### Provided material

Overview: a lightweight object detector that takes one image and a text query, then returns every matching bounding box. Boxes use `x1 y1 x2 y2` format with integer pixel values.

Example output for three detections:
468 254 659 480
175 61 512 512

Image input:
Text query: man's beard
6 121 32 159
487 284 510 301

### Directive
Copy out all of the rows above without changing a single character.

### Task solution
Overview: a lightweight object detector that takes one image and a text query, then returns every matching bounding box. Boxes use `x1 y1 x2 y2` format with integer pixel values.

Example output for three detections:
468 254 659 480
175 61 512 512

Image input:
Text query: man's beard
6 121 32 159
487 284 510 301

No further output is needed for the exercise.